Copy the lines from the one containing "Double-check task: an earlier pass labeled this image for white" through the end of the records, keeping the requests, and scale every bounding-box coordinate in the answers by 1.9, rounding to whole numbers with halves rounded up.

→ Records for the exercise
---------------
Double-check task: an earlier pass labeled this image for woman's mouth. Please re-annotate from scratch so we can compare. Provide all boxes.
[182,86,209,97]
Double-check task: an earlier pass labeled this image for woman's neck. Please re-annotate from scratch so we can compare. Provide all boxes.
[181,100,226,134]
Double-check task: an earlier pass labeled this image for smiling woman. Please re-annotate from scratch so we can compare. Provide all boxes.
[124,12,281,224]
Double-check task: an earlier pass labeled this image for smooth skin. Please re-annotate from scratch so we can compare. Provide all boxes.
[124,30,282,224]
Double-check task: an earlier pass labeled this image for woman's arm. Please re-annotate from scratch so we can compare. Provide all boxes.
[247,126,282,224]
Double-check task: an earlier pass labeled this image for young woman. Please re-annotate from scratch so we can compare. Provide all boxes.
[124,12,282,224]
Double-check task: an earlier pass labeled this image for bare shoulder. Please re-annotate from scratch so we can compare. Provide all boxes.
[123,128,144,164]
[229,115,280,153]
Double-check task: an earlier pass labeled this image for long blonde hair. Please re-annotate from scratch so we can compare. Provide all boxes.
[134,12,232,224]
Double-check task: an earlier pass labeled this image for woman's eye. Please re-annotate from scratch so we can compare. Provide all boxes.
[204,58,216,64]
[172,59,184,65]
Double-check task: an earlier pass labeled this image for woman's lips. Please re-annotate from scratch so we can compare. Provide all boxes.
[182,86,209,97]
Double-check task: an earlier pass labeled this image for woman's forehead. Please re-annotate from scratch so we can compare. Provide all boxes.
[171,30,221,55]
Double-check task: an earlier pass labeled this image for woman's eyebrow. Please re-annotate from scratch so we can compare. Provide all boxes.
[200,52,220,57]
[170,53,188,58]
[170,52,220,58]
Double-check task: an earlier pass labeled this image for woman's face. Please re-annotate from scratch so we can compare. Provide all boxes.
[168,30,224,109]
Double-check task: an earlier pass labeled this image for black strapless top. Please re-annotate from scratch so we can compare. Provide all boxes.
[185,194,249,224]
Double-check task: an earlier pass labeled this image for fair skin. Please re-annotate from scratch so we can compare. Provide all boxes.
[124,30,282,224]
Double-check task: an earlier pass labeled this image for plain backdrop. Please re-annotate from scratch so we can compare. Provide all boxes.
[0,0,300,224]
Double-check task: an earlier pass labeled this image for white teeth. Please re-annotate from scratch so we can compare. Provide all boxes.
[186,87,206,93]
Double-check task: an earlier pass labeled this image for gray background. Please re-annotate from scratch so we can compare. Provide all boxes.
---------------
→ Completed exercise
Double-check task: an earlier pass labeled this image for white teeth. Please re-annotate from scratch so we can compare. Provide all boxes.
[353,165,391,177]
Double-check task: an earlier pass labeled this image for gray background. Please re-annotate from scratch so we can compare. Provide all boxes.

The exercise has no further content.